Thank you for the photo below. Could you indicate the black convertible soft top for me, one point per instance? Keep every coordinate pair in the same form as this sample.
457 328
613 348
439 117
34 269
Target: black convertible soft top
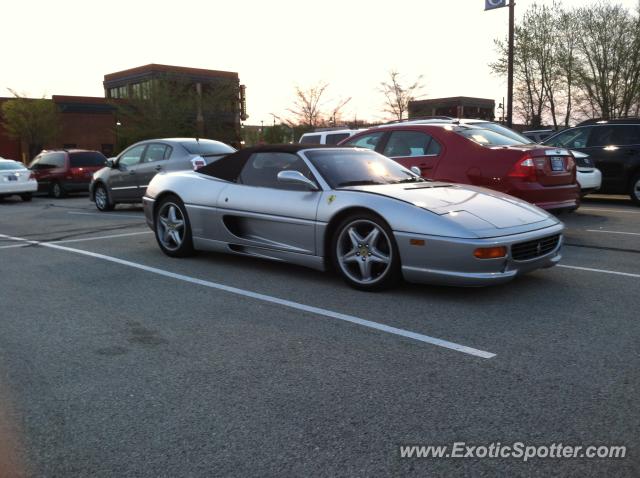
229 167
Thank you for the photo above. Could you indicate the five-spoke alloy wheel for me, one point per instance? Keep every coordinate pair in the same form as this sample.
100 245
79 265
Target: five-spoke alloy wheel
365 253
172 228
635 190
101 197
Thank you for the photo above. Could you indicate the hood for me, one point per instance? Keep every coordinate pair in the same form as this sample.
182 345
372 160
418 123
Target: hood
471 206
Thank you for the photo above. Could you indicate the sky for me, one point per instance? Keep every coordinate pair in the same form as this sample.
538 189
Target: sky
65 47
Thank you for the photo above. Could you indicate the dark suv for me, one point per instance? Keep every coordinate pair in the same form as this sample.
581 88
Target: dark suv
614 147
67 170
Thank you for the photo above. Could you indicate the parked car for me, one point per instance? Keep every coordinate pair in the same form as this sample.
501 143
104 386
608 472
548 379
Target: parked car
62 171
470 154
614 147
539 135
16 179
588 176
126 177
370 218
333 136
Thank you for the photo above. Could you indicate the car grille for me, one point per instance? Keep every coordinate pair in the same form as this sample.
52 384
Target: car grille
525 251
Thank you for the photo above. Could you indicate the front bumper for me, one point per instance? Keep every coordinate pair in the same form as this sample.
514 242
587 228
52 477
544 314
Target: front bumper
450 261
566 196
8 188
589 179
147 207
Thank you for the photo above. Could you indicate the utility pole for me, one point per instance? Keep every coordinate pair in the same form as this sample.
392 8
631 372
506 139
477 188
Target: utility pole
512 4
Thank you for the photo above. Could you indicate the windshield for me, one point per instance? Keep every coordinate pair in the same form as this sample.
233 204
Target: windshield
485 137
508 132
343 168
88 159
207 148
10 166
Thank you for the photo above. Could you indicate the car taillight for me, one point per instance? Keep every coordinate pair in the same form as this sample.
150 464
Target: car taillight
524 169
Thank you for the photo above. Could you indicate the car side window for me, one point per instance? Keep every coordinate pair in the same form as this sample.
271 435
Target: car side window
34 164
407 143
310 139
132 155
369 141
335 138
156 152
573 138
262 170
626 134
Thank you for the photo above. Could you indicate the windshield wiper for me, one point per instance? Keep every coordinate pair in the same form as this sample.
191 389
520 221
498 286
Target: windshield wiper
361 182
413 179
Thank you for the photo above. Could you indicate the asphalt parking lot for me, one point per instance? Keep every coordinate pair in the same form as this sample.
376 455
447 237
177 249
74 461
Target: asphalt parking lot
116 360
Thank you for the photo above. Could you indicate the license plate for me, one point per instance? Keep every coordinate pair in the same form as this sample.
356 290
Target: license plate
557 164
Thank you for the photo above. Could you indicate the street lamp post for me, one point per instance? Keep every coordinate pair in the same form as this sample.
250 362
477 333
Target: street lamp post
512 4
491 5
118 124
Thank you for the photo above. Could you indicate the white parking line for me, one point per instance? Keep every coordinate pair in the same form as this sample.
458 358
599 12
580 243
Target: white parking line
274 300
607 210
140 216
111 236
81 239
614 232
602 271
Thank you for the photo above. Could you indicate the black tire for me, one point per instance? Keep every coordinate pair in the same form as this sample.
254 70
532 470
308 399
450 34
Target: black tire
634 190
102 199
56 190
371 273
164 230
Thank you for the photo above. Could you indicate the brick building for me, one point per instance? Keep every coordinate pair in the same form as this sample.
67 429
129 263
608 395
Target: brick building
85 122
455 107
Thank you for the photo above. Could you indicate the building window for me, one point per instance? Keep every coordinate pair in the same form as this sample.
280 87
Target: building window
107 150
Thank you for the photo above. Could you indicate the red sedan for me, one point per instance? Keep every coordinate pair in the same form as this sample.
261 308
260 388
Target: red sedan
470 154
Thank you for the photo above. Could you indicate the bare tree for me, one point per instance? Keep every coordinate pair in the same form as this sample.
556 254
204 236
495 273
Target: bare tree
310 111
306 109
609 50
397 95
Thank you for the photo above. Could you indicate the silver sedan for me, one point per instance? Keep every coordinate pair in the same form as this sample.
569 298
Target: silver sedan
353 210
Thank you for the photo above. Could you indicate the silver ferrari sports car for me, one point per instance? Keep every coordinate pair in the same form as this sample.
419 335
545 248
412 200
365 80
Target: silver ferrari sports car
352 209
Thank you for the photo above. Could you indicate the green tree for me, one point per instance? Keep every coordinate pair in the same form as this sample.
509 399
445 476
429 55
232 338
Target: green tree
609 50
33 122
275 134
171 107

**TASK PROMPT:**
Copy all of the records above word for word, but leave the pictures out.

**EXERCISE OUTPUT:**
Thank you for the photo below. Could you indicate the black convertible soft top for me, one point per instance? Keep every coordinate pair in the same form as this sample.
457 328
613 348
439 117
34 269
Target: black convertible soft top
229 167
Thank you for the photo above. Could you indicate the five-spoke alloy wheel for me, one point per instance? Keep every coordinate pair in the same form as this sample.
100 245
79 265
Target: five-spoke alloy wheel
365 253
172 228
635 190
101 197
Thank you for the photo above. Could you indicate the hood for me, one point per instance? Keep every coordinate pair in the same form as this sample.
182 345
372 160
418 123
Target: hood
471 206
Thank you for the photo above. Could you indicate the sky for me, one point per instance? Keep every coordinate pair in the same form as this sample.
538 189
Target: sky
65 47
Thank you for the photo above. Could you indicate the dark suv for me, one point per instance? Keep every coordinate pair in the same form as this sample.
581 88
Target: dark suv
614 147
67 170
Thank you for the photo above. Could you indicate the parked car for me, one point per instance? Keep every coordinate pair in the same form as this sample.
501 143
104 386
608 472
548 379
Target: parked car
62 171
470 154
614 147
539 135
16 179
588 176
126 177
370 218
333 136
Thank you for the photo above. Could you indicate the car grille for me, one point per instance? Keep every coordinate pair in the same form as this sample.
52 384
Target: car grille
525 251
Thank you for the photo above. Could you indicate the front bumper for me, one point per instance? Keep every coordinate pair in the same form as this sample.
514 242
587 228
52 477
544 314
Target: front bumper
450 261
566 196
8 188
589 179
147 207
Thank you for the photo above. Could you indicate the utility pole for me, one point per instance? Keep every coordinate pair in the same form as this sample.
392 8
631 372
506 139
477 188
Target: utility pole
512 4
Thank you for the photo above. Could you indicate the windshield for me, one point per instance? Keep every coordinate pair in the same form as this sample.
233 204
Target: windshield
485 137
508 132
343 168
88 159
207 148
10 166
Thank you for the photo above. Could you indicate the car taillight for me, one point per instance? Keep every coordinate pair in the same form as this sample.
150 464
Target: car taillight
524 169
Thank you for the photo above. Could you indicate the car side window for me, one point per instance? Keep every coordinate pair in the same form as this sample.
271 435
Target: car side window
34 164
407 143
310 139
132 155
369 141
335 138
156 152
573 138
262 170
626 134
Thank you for the photo above. Could you indicate the windshield wiper for me, one point per instance? Keep every coordinate pair in the same form as this sample.
191 389
520 221
498 286
Target: windshield wiper
361 182
413 179
Thank you for the photo above. Could you indicate the asphalt parking lot for me, one point per instance? Keep every coordinate pair in the same form as this sample.
376 455
447 237
177 249
74 461
Target: asphalt parking lot
116 360
Thank you for the photo above. Could you indicate the license plate for me, one point per instance? Keep every coordinate pair in the same form as this sample.
356 290
Target: license plate
557 164
Thank you for the photo above. Could you indicate the street lamp post for me, one point per instance? Keep every coordinate pair in the same form as this sample.
250 362
477 333
Target: street lamp post
512 4
491 5
118 124
Thank you for the photo above. Could you indicate the white parking line for me, one point per instance? Keep every coordinate pair in the same form as this sample.
458 358
599 12
580 243
Target: white parking line
274 300
607 210
140 216
111 236
81 239
614 232
602 271
Thank you for the photo above. Could you indicate the black tire for me, one point per instance? Keep every coordinate pair in the same form as this sample.
254 70
532 470
308 399
450 34
Target: black tire
634 190
102 199
56 190
371 273
164 230
Thank you for the photo above. Could you indicate the brick building for me, one point per instance? Keep every coordinate pair in the same form as this sample.
67 429
129 263
608 395
Target: brick building
85 122
455 107
Thank you for the photo above. Could you indicate the building window for me, one point per instance? Keep every coordinate pair in the same form as this sample.
280 87
Target: building window
107 150
Thank you for the photo above. Could you indicate the red sedan for me, one point per instance? Keep every coordinate pair in the same form as this sample.
261 308
260 388
Target: red sedan
470 154
Thank you for the photo above. Could you indicate the bare tree for me, one point per instance? Keep every coordinate pair in the same form as this sample.
556 254
204 236
495 273
Target: bare tree
310 111
306 109
609 50
397 95
Thank you for the photo above. Could you indicate the silver sedan for me, one point per instance? Keep every coordinate pair in the same form as this sample.
569 298
Target: silver sedan
353 210
Thank you for the photo above. Could you indicate the silver ferrari sports car for me, one point per instance? Keep every coordinate pair in the same form as this sample.
419 335
545 248
412 200
365 80
Target: silver ferrari sports car
352 209
Thank you for the photo above. Could you indicate the green tree for me, one point per instance? Keep every coordinate pair in the same form as this sample.
509 399
445 476
429 55
232 338
Target: green tree
609 50
33 122
275 134
171 107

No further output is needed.